▶ **Passage provided**
Begin

The Targum Pseudo-Jonathan closes the Sinai prelude with one of the most tender lines in the entire revelation narrative: "The voice of the trumpet went forth, and grew stronger: (then) Moses spake, and was answered from before the Lord with a gracious and majestic voice, and with pleasant and gracious words" (Exodus 19:19).

The trumpet grows stronger, not weaker, a physical impossibility for an ordinary ram's horn, whose sound naturally decays. The Aramaic is describing a supernatural crescendo, the opposite of how sound works in our world. Heaven leans in harder as time passes.

Then the surprise. Against the backdrop of thunder, lightning, flaming mountain, and ear-splitting shofar, Moses speaks. And the answer that comes back is not a roar. It is "a gracious and majestic voice" with "pleasant and gracious words."

End

▶ **Data**
Begin

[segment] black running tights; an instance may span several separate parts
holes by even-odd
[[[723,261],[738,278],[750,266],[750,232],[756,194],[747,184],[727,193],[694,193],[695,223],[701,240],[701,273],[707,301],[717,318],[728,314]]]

End

▶ **To do**
A. Answer these questions from the passage on the Sinai trumpet:
(i) Which verse does the quoted line come from?
(ii) What does the sound of an ordinary ram's horn naturally do?
(iii) How are the words of the answer to Moses described?
B. Carry on the commentary on the Sinai trumpet from its last sentence.
The listing has nothing to do with the passage on the Sinai trumpet.

▶ **Expected outputs**
A.
(i) Exodus 19:19
(ii) It decays.
(iii) As "pleasant and gracious words."

B.
The Aramaic insists on two qualities simultaneously: majesty and grace. God could have answered with terror. The stage was set for terror. Instead, He answered with kindness. The mountain quakes, the trumpet blasts, but the voice that actually speaks to Moses is pleasant.

This is the Targum's quiet theology of revelation. The pyrotechnics are for the nation, to establish that what is happening is real. The conversation itself is gentle. The rabbis in Exodus Rabbah 29:1 note that God's voice at Sinai adjusted itself to each listener's capacity, fierce to the mighty, soft to the frail.

The takeaway: the loudest backdrop can contain the kindest voice. Listen past the thunder for the grace.